請根據下方節錄段落回答:
(a) 趙剛藉由哪兩個特異點勾勒青年陳映真的精神輪廓?
(b) 巴洛克「哀悼劇」所揭示的「頹廢現代性」包含哪三個環節?
(c) 中國文學傳統中「廢墟-寓言體」的源頭可回溯至哪一篇?

» **節錄段落**
※
借用班雅明的「星座」概念(constellation),《橙紅的早星》其實包含了一套「星座」方法學:它勾畫出一組「概念」的星圖,命名了一個「理念」的星座。這個星座的名字叫做「陳映真」,它所代表的「理念」就是「左翼中國」或「紅星中國」。「概念」是「特異性」(singularity)之「奇點」,「理念」是辯證統一之「整體性」(totality)。班雅明說,概念之特異點就如同描繪「性格」特徵之「端點」(extreme),凸顯勾連這些「端點」即可勾畫出一種輪廓面貌之「精神類型」。趙剛藉由「左翼」與「男性」這兩個特異點去凸顯勾勒青年陳映真的精神輪廓與主體形象,進而逼顯出潛藏在背後的「紅星中國」之理念背景。題曰「橙紅的早星」正意味還不是「紅星」,而只是一個早熟的左傾青年的朦朧嚮往。記得小時候流行一句話「摧殘民族幼苗」,趙剛隨著陳映真重訪六0年代的鉤沉索隱、闡幽發微,就是重新發掘那過早萌芽的民族幼苗如何被打壓摧殘,掩埋遺忘的時代軌跡。
如何重訪與發掘呢?趙剛將青年陳映真界定為「寓言-懺悔錄時期」,其解讀方式亦可視為一廣義的「寓言閱讀法」,並可輕易連結到班雅明《德國哀悼劇之起源》的「寓言」美學。流行於巴洛克時代的「哀悼劇」揭示了一種「頹廢現代性」,包含三個環節「廢墟-寓言-憂鬱」:哀悼劇的世界是整體存在崩壞,斷垣殘瓦之「廢墟」狀態。「寓言」是相應於「廢墟」狀態的一種斷簡殘編,破碎迷離的「語言表徵」形式。面對「廢墟」者則是一種「哀莫大於心死」,萬念俱灰的憂鬱意識。我在〈班雅明的廢墟美學〉一文(見拙著《德勒茲•巴洛克•全球化》,唐山書局,2009)嘗指出巴洛克的「廢墟-寓言體」對於中國文學傳統並不陌生,杜甫的〈秋興〉八首,李義山的〈錦瑟〉、〈無題〉詩,《牡丹亭》,《桃花扇》,《紅樓夢》,直到張愛玲的《傳奇》皆屬之。現在這份文學史清單可再加上青年陳映真,其「寓言-懺悔錄時期」之憂悒頹廢迷離,風靡幾代文青,「詩家總愛西崑好,獨恨無人作鄭箋」,趙剛的解讀誠乃最佳「鄭箋」。
其實中國文學傳統中「廢墟-寓言體」的源頭可回溯至《詩經》〈黍離〉:
知我者謂我心憂,不知我者謂我何愁!悠悠蒼天,此何人哉?
解讀「廢墟-寓言體」之關鍵就在於發掘出「此何人哉」之「心憂」與「何愁」!吾人發現趙剛的「寓言閱讀法」蘊涵了兩套方法論架構:
第一個方法論架構就是孟子的「以意逆志,知人論世」。一般論者多視之為歷史考據派的作者論批評模式:要理解作品之意義須先理解作者之意圖(「以意逆志」),要理解作者之意圖須先理解作者之生平事蹟與時代背景(「知人論世」)。
※
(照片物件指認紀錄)
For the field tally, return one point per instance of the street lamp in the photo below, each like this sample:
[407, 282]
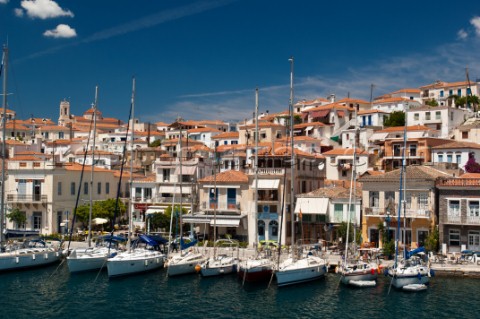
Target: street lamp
[387, 224]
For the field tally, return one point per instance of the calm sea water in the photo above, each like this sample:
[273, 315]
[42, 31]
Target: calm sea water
[53, 292]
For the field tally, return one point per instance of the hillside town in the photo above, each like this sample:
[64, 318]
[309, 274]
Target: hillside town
[208, 167]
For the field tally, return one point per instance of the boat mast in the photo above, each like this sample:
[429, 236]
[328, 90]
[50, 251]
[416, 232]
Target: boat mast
[130, 217]
[292, 157]
[256, 171]
[93, 167]
[4, 122]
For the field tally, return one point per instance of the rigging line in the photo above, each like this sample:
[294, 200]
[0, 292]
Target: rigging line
[79, 189]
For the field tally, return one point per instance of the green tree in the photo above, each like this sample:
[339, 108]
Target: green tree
[102, 209]
[17, 216]
[155, 143]
[431, 242]
[396, 118]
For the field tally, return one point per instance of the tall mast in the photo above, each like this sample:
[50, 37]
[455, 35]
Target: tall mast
[130, 217]
[4, 122]
[256, 170]
[292, 157]
[93, 167]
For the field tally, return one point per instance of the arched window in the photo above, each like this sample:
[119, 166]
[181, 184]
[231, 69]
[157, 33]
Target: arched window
[261, 228]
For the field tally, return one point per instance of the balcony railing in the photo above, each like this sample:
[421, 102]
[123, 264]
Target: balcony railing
[21, 198]
[223, 206]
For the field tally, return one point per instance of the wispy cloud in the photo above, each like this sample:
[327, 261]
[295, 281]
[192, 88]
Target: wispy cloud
[139, 24]
[42, 9]
[446, 63]
[476, 24]
[61, 31]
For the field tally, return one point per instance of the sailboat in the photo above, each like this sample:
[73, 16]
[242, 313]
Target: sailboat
[411, 272]
[33, 252]
[360, 273]
[93, 258]
[300, 266]
[260, 267]
[184, 263]
[219, 264]
[145, 253]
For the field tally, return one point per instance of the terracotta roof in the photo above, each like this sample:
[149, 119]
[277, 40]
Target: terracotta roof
[458, 144]
[340, 191]
[413, 172]
[344, 151]
[227, 177]
[226, 135]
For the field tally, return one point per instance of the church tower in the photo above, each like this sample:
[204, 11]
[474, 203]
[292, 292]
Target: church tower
[64, 117]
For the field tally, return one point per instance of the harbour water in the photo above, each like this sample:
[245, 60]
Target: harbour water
[53, 292]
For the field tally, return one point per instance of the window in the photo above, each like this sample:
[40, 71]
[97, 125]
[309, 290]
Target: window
[37, 220]
[231, 198]
[261, 228]
[473, 208]
[338, 212]
[454, 207]
[166, 175]
[449, 157]
[213, 197]
[454, 237]
[374, 199]
[422, 200]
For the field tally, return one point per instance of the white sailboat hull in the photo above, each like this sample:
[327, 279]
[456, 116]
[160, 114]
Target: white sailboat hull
[136, 261]
[403, 276]
[181, 265]
[221, 265]
[89, 259]
[28, 258]
[302, 270]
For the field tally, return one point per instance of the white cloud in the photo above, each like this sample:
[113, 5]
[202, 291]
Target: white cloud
[61, 31]
[462, 34]
[42, 9]
[476, 24]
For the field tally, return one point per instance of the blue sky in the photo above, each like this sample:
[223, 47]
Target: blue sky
[203, 59]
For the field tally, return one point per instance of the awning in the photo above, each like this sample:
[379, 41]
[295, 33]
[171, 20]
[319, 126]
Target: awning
[312, 205]
[322, 113]
[266, 184]
[154, 210]
[186, 170]
[221, 222]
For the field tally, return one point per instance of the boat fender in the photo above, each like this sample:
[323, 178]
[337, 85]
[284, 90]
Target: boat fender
[198, 268]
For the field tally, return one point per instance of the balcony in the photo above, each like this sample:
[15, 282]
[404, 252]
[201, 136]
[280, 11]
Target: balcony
[223, 206]
[26, 199]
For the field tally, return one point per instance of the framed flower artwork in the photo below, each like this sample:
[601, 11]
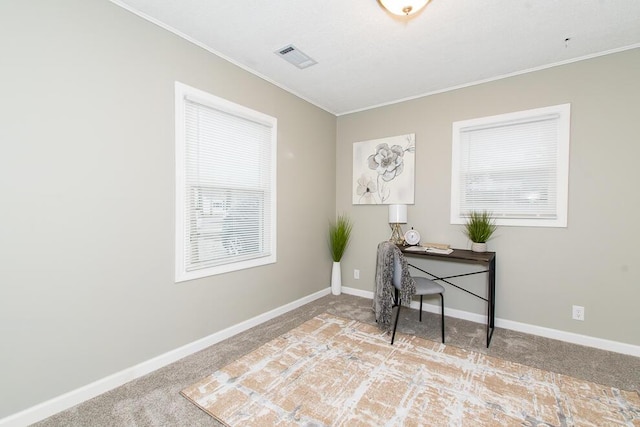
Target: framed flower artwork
[384, 171]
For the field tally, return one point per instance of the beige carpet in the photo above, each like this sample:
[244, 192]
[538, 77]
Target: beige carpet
[339, 372]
※
» **完成作答**
(a) 「左翼」與「男性」。
(b) 「廢墟」、「寓言」、「憂鬱」。
(c) 《詩經》〈黍離〉。